— start of The records —

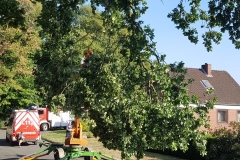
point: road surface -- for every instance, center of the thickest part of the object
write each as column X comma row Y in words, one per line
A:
column 8, row 152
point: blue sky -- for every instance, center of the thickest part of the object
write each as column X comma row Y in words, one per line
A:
column 170, row 41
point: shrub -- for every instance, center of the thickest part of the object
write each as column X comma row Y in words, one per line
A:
column 225, row 143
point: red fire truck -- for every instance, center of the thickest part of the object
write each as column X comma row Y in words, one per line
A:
column 50, row 120
column 23, row 123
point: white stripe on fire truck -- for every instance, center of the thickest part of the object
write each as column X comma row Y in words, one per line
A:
column 23, row 117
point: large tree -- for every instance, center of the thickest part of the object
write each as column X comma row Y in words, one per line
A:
column 135, row 104
column 219, row 17
column 19, row 39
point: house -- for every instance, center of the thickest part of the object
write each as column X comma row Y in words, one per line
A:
column 226, row 89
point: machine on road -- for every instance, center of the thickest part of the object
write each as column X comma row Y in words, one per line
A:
column 74, row 147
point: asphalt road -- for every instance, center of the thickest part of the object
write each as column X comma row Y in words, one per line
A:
column 8, row 152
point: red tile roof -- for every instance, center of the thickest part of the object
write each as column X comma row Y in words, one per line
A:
column 225, row 87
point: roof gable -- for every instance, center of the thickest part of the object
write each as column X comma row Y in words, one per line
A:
column 226, row 89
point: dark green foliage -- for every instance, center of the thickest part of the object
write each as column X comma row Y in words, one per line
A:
column 220, row 17
column 225, row 143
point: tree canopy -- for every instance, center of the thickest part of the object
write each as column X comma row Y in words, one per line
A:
column 134, row 103
column 219, row 17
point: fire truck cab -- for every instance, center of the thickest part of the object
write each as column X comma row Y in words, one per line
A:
column 50, row 120
column 23, row 122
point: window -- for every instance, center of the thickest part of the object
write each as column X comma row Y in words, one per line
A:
column 222, row 116
column 206, row 84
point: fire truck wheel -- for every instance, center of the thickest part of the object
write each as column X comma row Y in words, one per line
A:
column 44, row 127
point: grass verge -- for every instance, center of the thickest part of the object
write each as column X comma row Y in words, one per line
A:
column 58, row 136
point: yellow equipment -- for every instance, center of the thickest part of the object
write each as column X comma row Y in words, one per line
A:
column 76, row 136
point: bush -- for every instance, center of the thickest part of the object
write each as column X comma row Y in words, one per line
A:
column 222, row 144
column 225, row 143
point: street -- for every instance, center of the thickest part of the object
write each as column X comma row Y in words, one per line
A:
column 8, row 152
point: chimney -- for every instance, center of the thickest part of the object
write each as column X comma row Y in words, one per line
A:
column 207, row 68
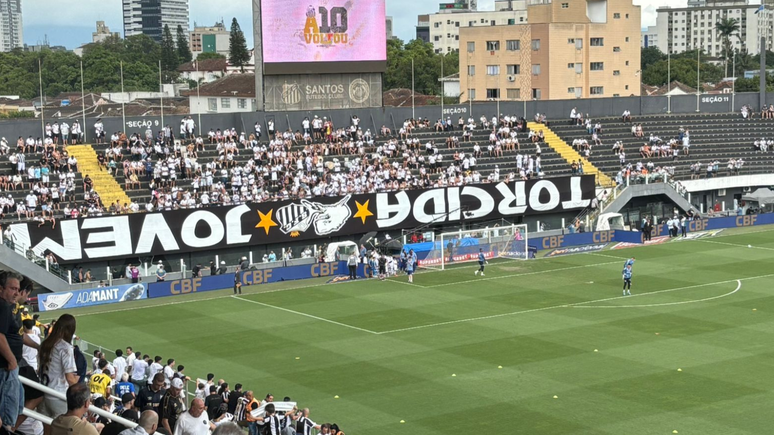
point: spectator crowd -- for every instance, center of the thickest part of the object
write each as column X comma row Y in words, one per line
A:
column 137, row 394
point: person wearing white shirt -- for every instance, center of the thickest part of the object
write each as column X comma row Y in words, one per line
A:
column 119, row 364
column 139, row 372
column 169, row 370
column 154, row 368
column 194, row 421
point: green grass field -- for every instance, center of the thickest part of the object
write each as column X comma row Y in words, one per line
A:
column 690, row 351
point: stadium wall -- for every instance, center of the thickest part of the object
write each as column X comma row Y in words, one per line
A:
column 392, row 117
column 556, row 245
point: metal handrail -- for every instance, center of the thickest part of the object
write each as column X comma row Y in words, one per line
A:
column 61, row 396
column 38, row 416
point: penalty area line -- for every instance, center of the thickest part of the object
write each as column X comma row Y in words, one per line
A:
column 322, row 319
column 572, row 305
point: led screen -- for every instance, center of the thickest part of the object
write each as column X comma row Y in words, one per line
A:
column 323, row 31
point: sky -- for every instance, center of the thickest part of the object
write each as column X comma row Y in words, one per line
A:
column 72, row 26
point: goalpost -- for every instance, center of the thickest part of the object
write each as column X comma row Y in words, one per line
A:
column 506, row 242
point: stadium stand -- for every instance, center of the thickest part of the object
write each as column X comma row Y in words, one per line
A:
column 172, row 173
column 723, row 142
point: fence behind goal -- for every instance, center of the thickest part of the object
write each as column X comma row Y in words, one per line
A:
column 507, row 242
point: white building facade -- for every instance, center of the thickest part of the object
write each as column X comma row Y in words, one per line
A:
column 11, row 35
column 649, row 37
column 445, row 25
column 684, row 29
column 150, row 16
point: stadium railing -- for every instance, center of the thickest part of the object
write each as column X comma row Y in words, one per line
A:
column 47, row 420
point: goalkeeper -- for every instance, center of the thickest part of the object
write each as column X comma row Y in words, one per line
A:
column 481, row 261
column 627, row 277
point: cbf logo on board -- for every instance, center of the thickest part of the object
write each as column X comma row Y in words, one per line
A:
column 331, row 29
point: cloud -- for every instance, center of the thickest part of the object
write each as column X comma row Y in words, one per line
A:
column 82, row 18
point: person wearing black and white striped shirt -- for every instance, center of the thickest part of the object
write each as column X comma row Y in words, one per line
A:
column 304, row 425
column 271, row 420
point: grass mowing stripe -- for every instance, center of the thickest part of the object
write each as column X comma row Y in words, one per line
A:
column 322, row 319
column 524, row 274
column 666, row 304
column 571, row 305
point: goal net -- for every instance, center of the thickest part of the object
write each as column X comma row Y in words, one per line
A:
column 499, row 242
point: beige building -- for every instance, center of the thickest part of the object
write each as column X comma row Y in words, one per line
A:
column 569, row 49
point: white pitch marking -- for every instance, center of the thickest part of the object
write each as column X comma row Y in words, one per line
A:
column 322, row 319
column 572, row 305
column 665, row 304
column 734, row 244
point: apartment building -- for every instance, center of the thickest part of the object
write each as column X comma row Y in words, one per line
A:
column 569, row 49
column 684, row 29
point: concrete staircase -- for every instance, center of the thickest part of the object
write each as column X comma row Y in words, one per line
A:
column 104, row 184
column 569, row 154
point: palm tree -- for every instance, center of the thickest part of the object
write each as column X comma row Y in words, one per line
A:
column 726, row 28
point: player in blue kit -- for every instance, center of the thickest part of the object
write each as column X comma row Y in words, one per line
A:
column 481, row 261
column 411, row 262
column 627, row 276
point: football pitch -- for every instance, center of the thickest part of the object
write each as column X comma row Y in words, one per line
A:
column 535, row 347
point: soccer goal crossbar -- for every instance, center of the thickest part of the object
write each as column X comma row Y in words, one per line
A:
column 508, row 242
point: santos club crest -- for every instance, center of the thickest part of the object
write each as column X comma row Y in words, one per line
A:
column 326, row 218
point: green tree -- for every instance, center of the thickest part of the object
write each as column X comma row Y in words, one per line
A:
column 237, row 47
column 169, row 60
column 183, row 50
column 726, row 28
column 651, row 55
column 209, row 55
column 683, row 68
column 427, row 66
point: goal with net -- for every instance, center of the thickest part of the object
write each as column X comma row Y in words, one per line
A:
column 505, row 242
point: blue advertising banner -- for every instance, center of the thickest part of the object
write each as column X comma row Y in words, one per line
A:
column 248, row 277
column 95, row 296
column 190, row 285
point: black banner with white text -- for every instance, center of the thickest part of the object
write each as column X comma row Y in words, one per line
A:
column 101, row 238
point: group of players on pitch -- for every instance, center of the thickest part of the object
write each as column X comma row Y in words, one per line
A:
column 626, row 274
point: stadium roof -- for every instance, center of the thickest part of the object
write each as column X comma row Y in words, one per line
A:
column 232, row 85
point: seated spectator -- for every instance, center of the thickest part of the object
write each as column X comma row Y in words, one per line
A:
column 72, row 421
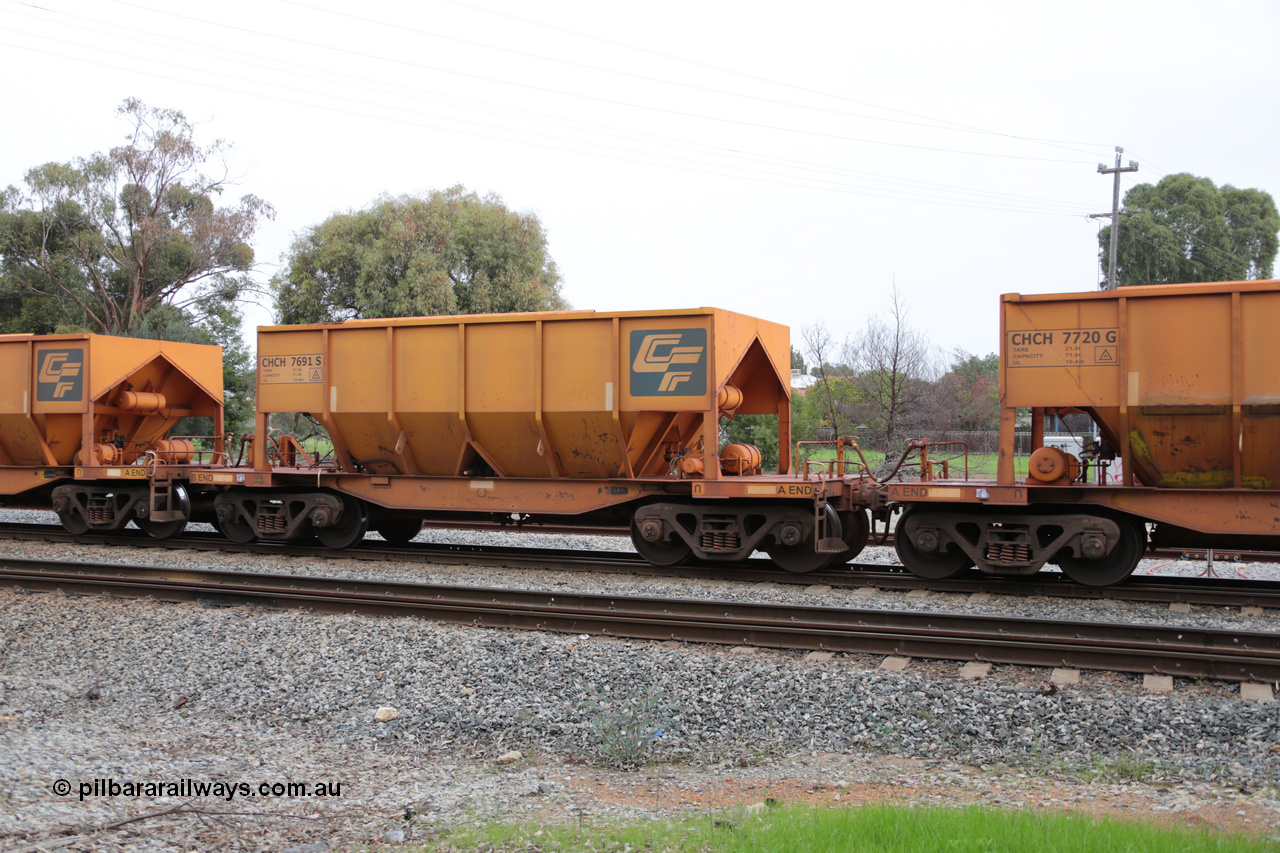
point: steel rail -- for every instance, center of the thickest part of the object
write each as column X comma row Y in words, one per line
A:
column 1139, row 588
column 1193, row 652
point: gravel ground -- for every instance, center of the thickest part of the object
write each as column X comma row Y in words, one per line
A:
column 145, row 692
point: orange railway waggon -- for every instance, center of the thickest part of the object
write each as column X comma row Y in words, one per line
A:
column 612, row 419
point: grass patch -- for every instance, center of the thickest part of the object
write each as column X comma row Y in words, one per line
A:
column 854, row 830
column 982, row 466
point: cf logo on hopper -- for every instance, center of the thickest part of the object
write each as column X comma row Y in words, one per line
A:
column 668, row 361
column 60, row 375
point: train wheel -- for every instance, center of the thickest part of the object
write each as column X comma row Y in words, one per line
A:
column 400, row 530
column 168, row 529
column 1115, row 566
column 801, row 557
column 931, row 565
column 352, row 527
column 664, row 552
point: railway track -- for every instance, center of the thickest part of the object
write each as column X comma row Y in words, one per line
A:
column 1232, row 592
column 1235, row 656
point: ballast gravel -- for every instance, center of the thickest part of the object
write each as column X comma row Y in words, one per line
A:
column 100, row 690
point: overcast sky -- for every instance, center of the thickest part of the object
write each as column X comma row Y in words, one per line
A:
column 791, row 162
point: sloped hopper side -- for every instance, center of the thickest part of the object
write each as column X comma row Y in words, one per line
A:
column 50, row 383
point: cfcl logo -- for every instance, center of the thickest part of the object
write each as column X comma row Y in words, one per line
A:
column 60, row 375
column 668, row 363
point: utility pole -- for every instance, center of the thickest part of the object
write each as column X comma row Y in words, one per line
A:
column 1115, row 213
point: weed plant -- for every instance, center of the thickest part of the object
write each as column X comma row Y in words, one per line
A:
column 872, row 829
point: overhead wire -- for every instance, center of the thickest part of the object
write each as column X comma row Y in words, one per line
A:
column 978, row 199
column 984, row 196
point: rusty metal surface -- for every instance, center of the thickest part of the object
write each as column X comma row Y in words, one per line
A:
column 96, row 402
column 1176, row 651
column 1182, row 379
column 560, row 396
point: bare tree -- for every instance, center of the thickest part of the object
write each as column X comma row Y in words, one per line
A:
column 896, row 372
column 833, row 392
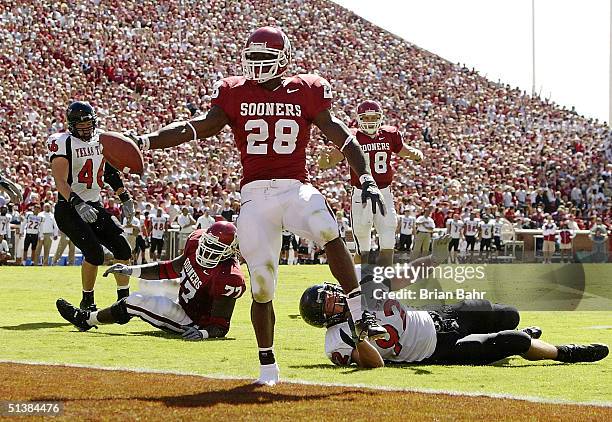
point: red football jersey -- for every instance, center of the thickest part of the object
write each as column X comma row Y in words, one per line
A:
column 272, row 128
column 379, row 149
column 200, row 286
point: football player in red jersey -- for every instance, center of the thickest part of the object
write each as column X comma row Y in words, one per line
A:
column 271, row 117
column 379, row 143
column 211, row 281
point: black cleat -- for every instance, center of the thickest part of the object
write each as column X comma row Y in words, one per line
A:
column 368, row 327
column 88, row 306
column 74, row 315
column 572, row 353
column 533, row 332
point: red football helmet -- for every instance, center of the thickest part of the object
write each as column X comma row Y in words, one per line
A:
column 217, row 244
column 373, row 111
column 271, row 41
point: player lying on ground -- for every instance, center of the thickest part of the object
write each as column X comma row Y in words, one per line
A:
column 471, row 332
column 211, row 281
column 12, row 189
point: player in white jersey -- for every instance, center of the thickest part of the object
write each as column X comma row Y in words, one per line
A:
column 486, row 235
column 406, row 229
column 12, row 189
column 474, row 332
column 80, row 172
column 31, row 226
column 454, row 228
column 5, row 223
column 497, row 231
column 470, row 231
column 159, row 226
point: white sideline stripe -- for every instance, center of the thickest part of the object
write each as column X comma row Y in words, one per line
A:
column 532, row 399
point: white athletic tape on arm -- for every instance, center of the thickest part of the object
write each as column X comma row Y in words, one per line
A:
column 347, row 141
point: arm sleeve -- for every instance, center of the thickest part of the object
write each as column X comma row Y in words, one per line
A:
column 221, row 97
column 56, row 146
column 320, row 97
column 112, row 177
column 398, row 142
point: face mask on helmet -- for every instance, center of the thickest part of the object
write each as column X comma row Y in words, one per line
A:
column 211, row 250
column 370, row 121
column 261, row 63
column 323, row 305
column 82, row 120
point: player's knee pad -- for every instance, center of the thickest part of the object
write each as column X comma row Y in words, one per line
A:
column 512, row 341
column 119, row 312
column 94, row 254
column 506, row 317
column 122, row 250
column 263, row 283
column 386, row 238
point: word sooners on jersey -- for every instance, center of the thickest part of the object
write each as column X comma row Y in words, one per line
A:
column 412, row 336
column 272, row 128
column 200, row 287
column 85, row 163
column 379, row 148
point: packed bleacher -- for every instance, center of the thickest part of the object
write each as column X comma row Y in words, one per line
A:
column 143, row 64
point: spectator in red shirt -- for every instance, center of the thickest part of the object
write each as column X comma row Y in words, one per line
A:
column 438, row 217
column 113, row 209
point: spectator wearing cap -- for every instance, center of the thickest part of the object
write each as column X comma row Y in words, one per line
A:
column 49, row 232
column 186, row 224
column 549, row 233
column 424, row 227
column 599, row 236
column 566, row 236
column 5, row 253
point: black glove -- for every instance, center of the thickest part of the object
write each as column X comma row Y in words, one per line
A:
column 128, row 206
column 87, row 213
column 370, row 191
column 138, row 140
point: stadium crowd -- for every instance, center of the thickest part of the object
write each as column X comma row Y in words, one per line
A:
column 143, row 64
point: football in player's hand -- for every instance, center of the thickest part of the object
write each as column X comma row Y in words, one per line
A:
column 122, row 153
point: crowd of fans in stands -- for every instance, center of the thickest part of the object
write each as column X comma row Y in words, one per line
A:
column 143, row 64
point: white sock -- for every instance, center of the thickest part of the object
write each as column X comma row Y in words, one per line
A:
column 93, row 318
column 354, row 302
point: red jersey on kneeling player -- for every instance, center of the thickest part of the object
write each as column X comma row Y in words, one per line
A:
column 379, row 148
column 272, row 128
column 202, row 283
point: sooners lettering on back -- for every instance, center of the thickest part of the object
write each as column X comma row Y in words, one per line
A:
column 272, row 128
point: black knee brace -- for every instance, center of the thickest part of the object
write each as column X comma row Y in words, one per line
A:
column 514, row 342
column 93, row 254
column 119, row 312
column 506, row 317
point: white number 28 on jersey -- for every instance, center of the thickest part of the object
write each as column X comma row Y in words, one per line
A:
column 285, row 136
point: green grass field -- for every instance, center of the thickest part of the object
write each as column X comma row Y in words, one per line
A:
column 32, row 330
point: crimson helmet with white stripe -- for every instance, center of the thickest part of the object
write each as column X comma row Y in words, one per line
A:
column 277, row 49
column 369, row 117
column 217, row 244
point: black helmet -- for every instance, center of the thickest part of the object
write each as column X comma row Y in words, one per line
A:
column 313, row 301
column 78, row 112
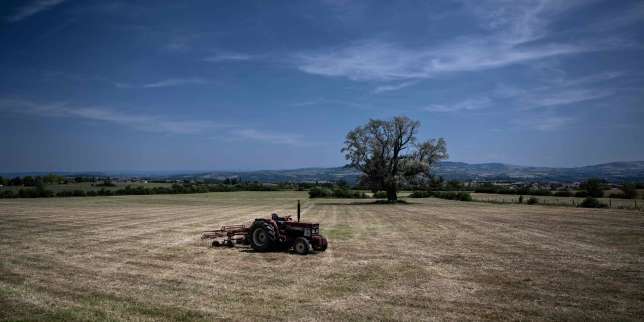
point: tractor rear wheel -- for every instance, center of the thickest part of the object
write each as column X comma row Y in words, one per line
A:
column 262, row 236
column 301, row 246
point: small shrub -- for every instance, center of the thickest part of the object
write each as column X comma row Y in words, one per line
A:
column 591, row 202
column 581, row 194
column 453, row 195
column 380, row 195
column 319, row 192
column 563, row 193
column 420, row 194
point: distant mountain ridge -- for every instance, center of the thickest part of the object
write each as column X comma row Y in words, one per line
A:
column 613, row 172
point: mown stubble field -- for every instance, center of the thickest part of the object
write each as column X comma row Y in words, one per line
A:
column 140, row 258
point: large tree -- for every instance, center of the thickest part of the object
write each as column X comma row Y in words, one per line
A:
column 388, row 153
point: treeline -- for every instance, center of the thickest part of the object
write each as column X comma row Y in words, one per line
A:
column 593, row 188
column 450, row 195
column 41, row 192
column 336, row 192
column 32, row 181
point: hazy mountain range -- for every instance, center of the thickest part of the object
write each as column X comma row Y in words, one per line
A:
column 614, row 172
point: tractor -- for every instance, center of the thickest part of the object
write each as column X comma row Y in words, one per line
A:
column 269, row 234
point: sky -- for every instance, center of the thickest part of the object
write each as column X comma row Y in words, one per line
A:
column 241, row 85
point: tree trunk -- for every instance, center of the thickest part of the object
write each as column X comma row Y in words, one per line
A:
column 391, row 194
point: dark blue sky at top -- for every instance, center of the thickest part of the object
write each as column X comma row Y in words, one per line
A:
column 169, row 85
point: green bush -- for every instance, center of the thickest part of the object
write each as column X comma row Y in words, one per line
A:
column 453, row 195
column 420, row 194
column 532, row 201
column 338, row 192
column 591, row 202
column 563, row 193
column 581, row 194
column 380, row 195
column 319, row 192
column 7, row 194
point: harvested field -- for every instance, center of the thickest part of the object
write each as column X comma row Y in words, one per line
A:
column 140, row 258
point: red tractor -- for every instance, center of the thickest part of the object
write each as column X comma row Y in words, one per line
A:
column 276, row 233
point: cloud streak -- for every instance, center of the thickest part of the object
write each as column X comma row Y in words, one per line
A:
column 228, row 57
column 171, row 82
column 389, row 88
column 142, row 122
column 267, row 137
column 516, row 34
column 149, row 123
column 32, row 9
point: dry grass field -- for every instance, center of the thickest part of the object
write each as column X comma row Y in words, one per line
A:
column 631, row 204
column 140, row 258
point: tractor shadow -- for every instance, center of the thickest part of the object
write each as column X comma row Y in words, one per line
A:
column 365, row 203
column 248, row 250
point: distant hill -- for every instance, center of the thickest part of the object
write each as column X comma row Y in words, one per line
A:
column 613, row 172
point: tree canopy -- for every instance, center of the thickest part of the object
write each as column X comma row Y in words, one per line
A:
column 388, row 153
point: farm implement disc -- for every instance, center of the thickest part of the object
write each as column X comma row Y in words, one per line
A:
column 269, row 234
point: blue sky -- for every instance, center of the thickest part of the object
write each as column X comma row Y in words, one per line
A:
column 204, row 85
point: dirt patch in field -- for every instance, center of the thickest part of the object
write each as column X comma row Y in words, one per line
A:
column 140, row 258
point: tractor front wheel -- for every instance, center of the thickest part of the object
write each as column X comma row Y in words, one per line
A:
column 301, row 246
column 262, row 237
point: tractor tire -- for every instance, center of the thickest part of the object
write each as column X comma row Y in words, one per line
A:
column 262, row 237
column 324, row 246
column 301, row 246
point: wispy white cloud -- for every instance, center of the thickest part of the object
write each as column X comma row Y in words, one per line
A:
column 556, row 92
column 326, row 101
column 143, row 122
column 394, row 87
column 176, row 82
column 465, row 105
column 171, row 82
column 378, row 60
column 566, row 97
column 544, row 123
column 31, row 9
column 517, row 33
column 228, row 56
column 267, row 137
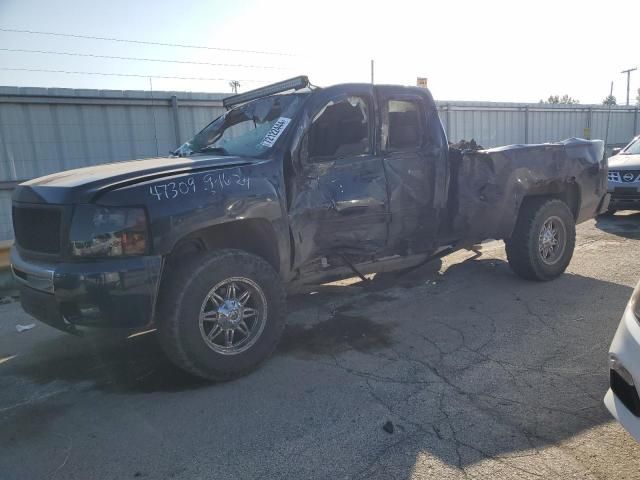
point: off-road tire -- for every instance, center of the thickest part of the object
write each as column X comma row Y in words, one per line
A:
column 522, row 248
column 181, row 295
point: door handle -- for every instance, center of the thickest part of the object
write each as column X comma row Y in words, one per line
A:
column 350, row 210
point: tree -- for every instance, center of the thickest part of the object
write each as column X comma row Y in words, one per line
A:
column 564, row 100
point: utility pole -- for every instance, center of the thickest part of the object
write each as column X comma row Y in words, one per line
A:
column 606, row 135
column 628, row 72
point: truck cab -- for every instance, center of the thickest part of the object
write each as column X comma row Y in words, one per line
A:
column 293, row 184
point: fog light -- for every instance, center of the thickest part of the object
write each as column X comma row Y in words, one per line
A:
column 616, row 366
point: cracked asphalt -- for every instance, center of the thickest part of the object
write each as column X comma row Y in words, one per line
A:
column 481, row 374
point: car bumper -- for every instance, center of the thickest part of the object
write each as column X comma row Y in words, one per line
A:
column 623, row 398
column 102, row 293
column 624, row 196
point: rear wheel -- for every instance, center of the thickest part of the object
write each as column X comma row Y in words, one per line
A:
column 222, row 314
column 543, row 240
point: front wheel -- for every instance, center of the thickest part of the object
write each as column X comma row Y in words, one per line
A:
column 221, row 314
column 543, row 240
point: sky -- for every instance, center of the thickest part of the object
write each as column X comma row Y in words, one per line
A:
column 485, row 50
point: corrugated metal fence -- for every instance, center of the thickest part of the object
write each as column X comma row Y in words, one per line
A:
column 492, row 124
column 48, row 130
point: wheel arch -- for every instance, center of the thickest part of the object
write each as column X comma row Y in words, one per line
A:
column 252, row 235
column 565, row 191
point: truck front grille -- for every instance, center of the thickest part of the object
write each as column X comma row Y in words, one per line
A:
column 37, row 228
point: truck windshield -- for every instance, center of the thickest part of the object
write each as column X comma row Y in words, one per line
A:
column 248, row 130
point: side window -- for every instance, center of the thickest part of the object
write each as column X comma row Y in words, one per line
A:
column 403, row 128
column 340, row 128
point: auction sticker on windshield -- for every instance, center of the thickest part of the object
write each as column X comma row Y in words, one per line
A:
column 275, row 131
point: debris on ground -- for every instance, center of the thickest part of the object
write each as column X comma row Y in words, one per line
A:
column 22, row 328
column 388, row 427
column 464, row 145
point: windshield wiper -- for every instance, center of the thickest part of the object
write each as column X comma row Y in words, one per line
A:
column 211, row 148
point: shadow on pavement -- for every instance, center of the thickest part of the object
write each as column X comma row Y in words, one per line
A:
column 624, row 224
column 471, row 364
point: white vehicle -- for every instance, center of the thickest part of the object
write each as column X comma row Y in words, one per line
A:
column 622, row 399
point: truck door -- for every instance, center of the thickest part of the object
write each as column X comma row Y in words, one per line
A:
column 338, row 203
column 411, row 162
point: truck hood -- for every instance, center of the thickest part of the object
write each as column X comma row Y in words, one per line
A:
column 624, row 162
column 83, row 185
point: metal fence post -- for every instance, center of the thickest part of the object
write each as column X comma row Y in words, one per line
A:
column 176, row 120
column 448, row 126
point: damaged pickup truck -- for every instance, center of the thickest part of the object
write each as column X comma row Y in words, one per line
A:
column 293, row 184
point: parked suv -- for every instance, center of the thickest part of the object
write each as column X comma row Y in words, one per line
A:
column 624, row 178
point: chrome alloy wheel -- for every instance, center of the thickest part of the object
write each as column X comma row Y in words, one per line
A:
column 233, row 315
column 552, row 240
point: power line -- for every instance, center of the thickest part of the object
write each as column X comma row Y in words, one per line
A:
column 130, row 75
column 141, row 42
column 114, row 57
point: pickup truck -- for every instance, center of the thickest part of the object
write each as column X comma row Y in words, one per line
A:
column 293, row 185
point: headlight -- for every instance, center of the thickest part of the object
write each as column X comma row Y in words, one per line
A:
column 634, row 303
column 108, row 231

— end of The records —

§ **Required task**:
Please print the stretch of the records from the line that contains "point: goal with" through the line that contains "column 101, row 238", both lines included, reproducing every line unchanged.

§ **Written response**:
point: goal with net -- for every instance, center of the thickest part of the object
write each as column X comma row Y in words, one per line
A:
column 505, row 242
point: blue advertising banner -- for every instance, center of the thickest part of the object
write each as column X comma row Y in words, one per line
A:
column 248, row 277
column 95, row 296
column 190, row 285
point: black banner with white text -- for every instance, center of the thickest part of the object
write each as column X comma row Y in words, one per line
A:
column 101, row 238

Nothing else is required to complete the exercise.